Task to complete — Report every line of the entries that contains the word "below".

[Items from a data source]
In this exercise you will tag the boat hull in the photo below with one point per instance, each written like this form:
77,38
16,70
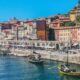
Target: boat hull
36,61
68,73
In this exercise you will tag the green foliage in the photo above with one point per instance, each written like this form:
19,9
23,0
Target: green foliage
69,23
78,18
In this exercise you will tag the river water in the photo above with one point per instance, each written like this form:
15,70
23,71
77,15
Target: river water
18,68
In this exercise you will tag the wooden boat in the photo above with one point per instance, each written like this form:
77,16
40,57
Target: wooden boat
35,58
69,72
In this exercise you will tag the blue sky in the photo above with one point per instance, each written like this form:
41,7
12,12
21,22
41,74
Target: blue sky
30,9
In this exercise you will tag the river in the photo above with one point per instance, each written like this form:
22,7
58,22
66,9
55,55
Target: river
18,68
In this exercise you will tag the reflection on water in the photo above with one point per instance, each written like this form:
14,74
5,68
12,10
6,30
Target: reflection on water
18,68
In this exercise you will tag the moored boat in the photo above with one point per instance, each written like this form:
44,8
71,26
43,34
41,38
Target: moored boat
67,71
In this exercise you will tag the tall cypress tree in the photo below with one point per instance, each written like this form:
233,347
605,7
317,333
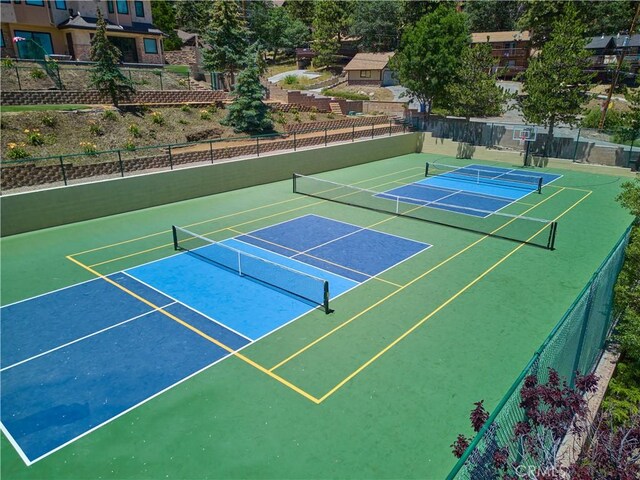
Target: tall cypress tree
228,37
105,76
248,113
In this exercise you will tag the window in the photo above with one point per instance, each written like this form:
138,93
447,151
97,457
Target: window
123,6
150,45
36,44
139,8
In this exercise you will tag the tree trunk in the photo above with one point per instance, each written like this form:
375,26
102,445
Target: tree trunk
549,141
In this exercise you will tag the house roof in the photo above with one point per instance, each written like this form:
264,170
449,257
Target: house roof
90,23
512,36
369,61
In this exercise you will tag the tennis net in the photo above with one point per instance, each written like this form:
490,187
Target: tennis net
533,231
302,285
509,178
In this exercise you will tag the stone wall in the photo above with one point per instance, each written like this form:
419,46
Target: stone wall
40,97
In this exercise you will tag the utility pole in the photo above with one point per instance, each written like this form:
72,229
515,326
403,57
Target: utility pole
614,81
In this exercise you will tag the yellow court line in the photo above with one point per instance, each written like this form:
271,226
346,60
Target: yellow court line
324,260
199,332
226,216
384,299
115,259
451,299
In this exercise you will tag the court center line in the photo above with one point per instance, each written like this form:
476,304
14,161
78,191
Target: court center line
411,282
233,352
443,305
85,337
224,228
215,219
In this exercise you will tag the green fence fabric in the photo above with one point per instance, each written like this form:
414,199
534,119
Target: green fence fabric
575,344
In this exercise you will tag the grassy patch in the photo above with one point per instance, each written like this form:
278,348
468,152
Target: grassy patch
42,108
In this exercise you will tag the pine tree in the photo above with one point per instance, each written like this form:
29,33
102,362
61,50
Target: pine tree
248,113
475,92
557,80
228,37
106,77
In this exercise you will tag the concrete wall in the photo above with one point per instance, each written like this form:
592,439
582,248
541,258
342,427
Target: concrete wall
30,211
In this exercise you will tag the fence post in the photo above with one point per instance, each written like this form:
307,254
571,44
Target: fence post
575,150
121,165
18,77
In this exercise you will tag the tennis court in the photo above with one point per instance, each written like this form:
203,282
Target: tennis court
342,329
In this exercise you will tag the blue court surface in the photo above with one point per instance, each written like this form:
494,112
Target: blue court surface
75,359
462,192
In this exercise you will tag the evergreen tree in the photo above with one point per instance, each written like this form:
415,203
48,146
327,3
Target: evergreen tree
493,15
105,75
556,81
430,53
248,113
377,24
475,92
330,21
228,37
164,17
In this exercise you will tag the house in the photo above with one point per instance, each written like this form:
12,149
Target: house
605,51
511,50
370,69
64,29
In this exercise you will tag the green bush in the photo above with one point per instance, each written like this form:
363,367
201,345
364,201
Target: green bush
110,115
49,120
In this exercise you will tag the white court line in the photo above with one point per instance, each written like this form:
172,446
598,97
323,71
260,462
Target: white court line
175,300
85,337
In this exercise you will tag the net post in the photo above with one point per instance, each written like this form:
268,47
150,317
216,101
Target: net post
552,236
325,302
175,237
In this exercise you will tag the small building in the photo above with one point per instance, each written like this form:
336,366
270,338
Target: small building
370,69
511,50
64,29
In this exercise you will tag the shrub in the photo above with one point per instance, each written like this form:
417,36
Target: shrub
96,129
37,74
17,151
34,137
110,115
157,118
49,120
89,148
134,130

Solved problem —
In this exercise you will tag the boat hull in the photo below with one point per instance, each written like this form:
In this exercise you will tag the tall cypress tree in the photo below with one point per instance, each written like this form:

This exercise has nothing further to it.